Passage to read ::

========================================================================

Authorities in Washington state said Sunday that dog teams assisting in the search effort after last week's deadly mudslide would be given two days off as the official death toll increased from 18 to 21.
The dogs can lose their sensing ability if overworked in the cold and rain.
"The conditions on the slide field are difficult, so this is just a time to take care of the dogs," said Kris Rietmann, a spokeswoman for the team working on the eastern portion of the slide, which hit March 22 about 55 miles northeast of Seattle and is one of the deadliest in U.S. history.
Dogs from the Federal Emergency Management Agency that arrived more recently will continue working.
Jason Biermann of Snohomish County Emergency Management said Sunday that 15 of the 21 victims have been identified by the medical examiner.
Biermann says another four bodies were found in the debris field on Sunday. About 30 people remain missing after the massive mudslide in mountainside community of Oso on March 22.
Underscoring the difficulty of identifying those killed in one of the deadliest landslides in U.S. history, Biermann said crews are not always discovering complete remains.
"Rescuers are not always making full recoveries," he said. "Often, they are making partial recoveries."
A week after the landslide 55 miles northeast of Seattle, the search was going "all the way to the dirt" as crews looked for anything to provide answers for family and friends.
Kris Rietmann, Assistant Communications Director at Washington State Department of Transportation, said at a news conference Sunday that dog teams are taking a two-day break.

========================================================================

Stored data entries:
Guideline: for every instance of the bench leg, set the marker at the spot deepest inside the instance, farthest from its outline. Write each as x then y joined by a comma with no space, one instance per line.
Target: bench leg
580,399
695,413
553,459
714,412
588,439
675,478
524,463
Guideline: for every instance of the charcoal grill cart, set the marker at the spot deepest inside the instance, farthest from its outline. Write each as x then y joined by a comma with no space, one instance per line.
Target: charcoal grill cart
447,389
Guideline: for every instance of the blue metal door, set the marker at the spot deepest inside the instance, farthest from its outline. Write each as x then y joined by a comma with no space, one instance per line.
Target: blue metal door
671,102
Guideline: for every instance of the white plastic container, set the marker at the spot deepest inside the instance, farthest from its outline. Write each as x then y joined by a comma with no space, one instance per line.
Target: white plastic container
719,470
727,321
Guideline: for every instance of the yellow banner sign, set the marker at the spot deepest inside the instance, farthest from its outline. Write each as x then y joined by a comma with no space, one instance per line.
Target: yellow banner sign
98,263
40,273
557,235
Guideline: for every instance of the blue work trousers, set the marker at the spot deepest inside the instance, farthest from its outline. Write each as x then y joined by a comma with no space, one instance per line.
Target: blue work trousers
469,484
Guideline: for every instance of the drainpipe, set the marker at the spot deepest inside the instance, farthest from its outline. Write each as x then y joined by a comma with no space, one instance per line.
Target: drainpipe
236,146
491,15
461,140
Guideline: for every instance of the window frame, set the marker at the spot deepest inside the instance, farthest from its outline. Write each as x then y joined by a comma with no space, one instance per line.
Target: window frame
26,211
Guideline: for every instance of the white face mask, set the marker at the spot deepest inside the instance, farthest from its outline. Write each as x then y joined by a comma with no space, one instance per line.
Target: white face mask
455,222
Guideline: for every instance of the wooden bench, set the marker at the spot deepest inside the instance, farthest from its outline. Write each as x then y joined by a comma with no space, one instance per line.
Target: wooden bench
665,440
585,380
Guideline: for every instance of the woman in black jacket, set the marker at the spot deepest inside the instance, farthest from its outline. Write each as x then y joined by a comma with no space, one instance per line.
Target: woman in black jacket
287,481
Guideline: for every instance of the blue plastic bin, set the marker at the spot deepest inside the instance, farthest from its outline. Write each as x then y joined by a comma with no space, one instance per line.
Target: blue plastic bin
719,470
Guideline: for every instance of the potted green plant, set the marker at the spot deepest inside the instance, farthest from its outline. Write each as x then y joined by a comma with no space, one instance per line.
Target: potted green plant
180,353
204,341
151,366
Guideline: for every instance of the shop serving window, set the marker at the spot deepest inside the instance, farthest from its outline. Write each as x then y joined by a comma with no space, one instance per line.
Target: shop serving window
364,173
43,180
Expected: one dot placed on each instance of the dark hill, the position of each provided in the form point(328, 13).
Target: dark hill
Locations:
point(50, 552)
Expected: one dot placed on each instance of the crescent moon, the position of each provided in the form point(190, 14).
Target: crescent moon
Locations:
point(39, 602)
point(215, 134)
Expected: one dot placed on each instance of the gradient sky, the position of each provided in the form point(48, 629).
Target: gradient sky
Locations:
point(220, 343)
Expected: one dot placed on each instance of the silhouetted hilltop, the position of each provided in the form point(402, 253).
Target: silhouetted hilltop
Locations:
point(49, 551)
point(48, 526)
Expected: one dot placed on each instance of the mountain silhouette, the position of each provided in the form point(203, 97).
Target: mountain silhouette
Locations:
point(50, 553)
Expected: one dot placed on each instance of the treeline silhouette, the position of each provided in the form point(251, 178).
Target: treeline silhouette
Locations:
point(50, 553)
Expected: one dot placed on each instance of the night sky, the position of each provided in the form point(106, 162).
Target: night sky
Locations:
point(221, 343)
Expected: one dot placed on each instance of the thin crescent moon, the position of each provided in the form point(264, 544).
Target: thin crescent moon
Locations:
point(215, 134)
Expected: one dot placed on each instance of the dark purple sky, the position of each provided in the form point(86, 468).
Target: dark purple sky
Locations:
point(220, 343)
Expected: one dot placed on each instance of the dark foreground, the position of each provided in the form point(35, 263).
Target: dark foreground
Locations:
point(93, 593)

========================================================================

Complete the following ::
A. Based on the mudslide article:
(i) How many miles northeast of Seattle did the slide hit?
(ii) How many of the 21 victims had the medical examiner identified?
(iii) How many days off were the dog teams given?
B. Could you go on with the mudslide article, starting right after its final sentence?
These entries have no connection to the mudslide article.

Answers per task ::
A.
(i) About 55 miles.
(ii) 15.
(iii) Two days.

B.
She said several days of rain hindered search efforts.
Hundreds of family photographs and albums are among the personal belongings being recovered by crews. Personal items, both large and small, are also being discovered in wreckage.
"What we found out here is everything from pictures to gun safes," said Snohomish County Fire District 1 battalion chief Steve Mason said.
The items will later be cleaned, sorted and hopefully returned to families.
All work on the debris field halted briefly Saturday for a moment of silence to honor those lost. Gov. Jay Inslee had asked people across Washington to pause at 10:37 a.m., the time the huge slide struck on March 22.
"People all over stopped work -- all searchers -- in honor of that moment," Mason said.
An American flag had been run up a tree and then down to half-staff at the debris site, he said.
Among the dozens of missing are Adam Farnes, and his mother, Julie.
"He was a giant man with a giant laugh," Kellie Howe said of Farnes. Howe became friends with him when he moved to the area from Alaska. She said Adam Farnes was the kind of guy who would come into your house and help you do the dishes.
Adam Farnes also played the banjo, drums and bass guitar, she said, and had worked as a telephone lineman and a 911 dispatcher.
"He loved his music loud," she said.
Finding and identifying all the victims could stretch on for a very long time, and authorities have warned that not everyone may ultimately be accounted for.
Rescuers have given a cursory look at the entire debris field, said Steve Harris, division supervisor for the eastern incident management team. They are now sifting through the rest of the fragments, looking for places where dogs should give extra attention. Only "a very small percentage" has received the more thorough examination, he said.
Commanders are making sure people have the right gear to stay safe in the rain and potentially hazardous materials, and they're keeping a close eye on the level of the North Fork of the Stillaguamish River to be sure nobody is trapped by rising water. The huge wall of earth that crashed into the collection of homes followed weeks of heavy rain.
A week later, only local volunteers like Joe Wright are now being allowed to help rescuers.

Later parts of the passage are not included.